Aufgabe >> Nenne alle Personen, die im Textabschnitt über den Song Love Me Do mit Namen erwähnt werden.

Textabschnitt >>
<<<<

Wer sich die Mühe macht, die erste Studio-Aufnahme der Beatles des Songs Love Me Do anzuhören, wird vermutlich staunen. Die Probeaufnahme vom 6. Juni 1962 lies nicht erkennen, dass diese Band jemals in die Lage kommen würde, Wellen der Bewunderung auszulösen.

Schon wenige Monate nach der im Timing wackeligen und gesanglich schiefen Probeaufnahme sollte unter Einfluss des Produzenten George Martin eine weitere Aufnahme desselben Songs folgen. Das klang schon ganz anders.
Love Me Do wurde der erste Hit der Beatles. In den nachfolgenden Jahren landeten die Beatles 20 Nummer-Eins-Singles in den Billboard Hot 100 Charts. (1)
Musikgeschichtliche Bedeutung des Songs
Der Musikwissenschaftler Peter Wicke erblickt den Erfolg der Beatles mit dem Song Love Me Do in der Vermittlung eines neuen Grundverständnisses zur populären Musik: “Bemerkenswert war an dieser Aufnahme, dass sie die bis dahin konsequent behaupteten professionellen Standards in der Musikproduktion hörbar durchbrach. Hier hatten Jugendliche im Studio gestanden, die mit ihrer naiven Unbekümmertheit und der enthusiastischen Unbedarftheit den Routiniers des musikalischen Unterhaltungsbetriebs Paroli boten.” (2)
Die Drummer
Über das Schlagzeugspiel des Songs Love Me Do und die drei Drummer inklusive des Beitrags von Ringo Starr ranken sich zahlreiche Geschichten.
Als gesichert gilt: Kurze Zeit nach der Probeaufnahme wurde der bisherige Beatles-Drummer Pete Best durch Ringo Starr ersetzt. Darauf folgte am 4. September 1962 die zweite Aufnahme von Love Me Do mit Ringo Starr und am 11. September 1962 eine Aufnahme mit dem erfahrenen Session-Drummer Andy White und Ringo Starr am Tamburin. (3)
Beide Versionen, die mit Ringo Starr am Schlagzeug sowie auch die Aufnahme mit Studio-Drummer Andy White, wurden veröffentlicht.

>>>>

Gesammelte Daten >>

<<<<

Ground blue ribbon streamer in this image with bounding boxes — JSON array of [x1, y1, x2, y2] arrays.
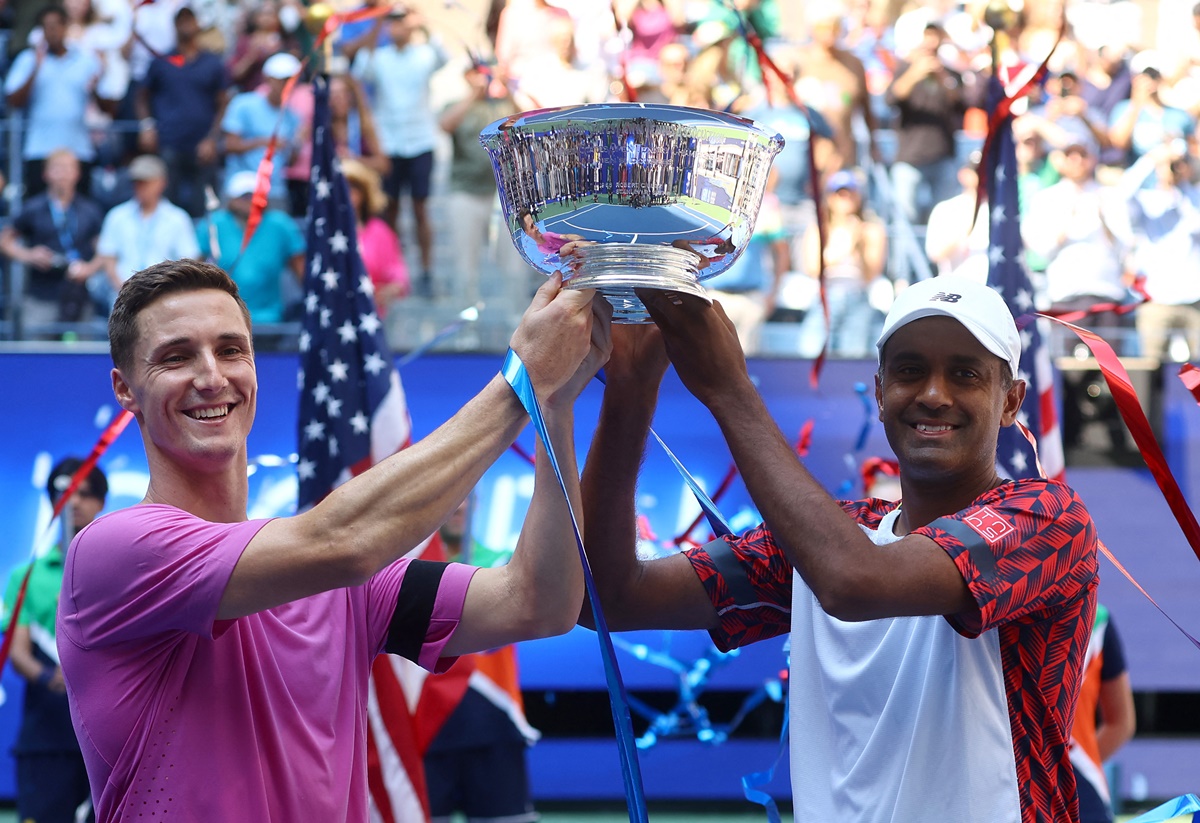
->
[[596, 368, 733, 537], [742, 702, 790, 823], [834, 383, 875, 500], [500, 349, 649, 823], [1129, 794, 1200, 823]]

>>>>

Lösung >> George Martin, Peter Wicke, Pete Best, Ringo Starr, Andy White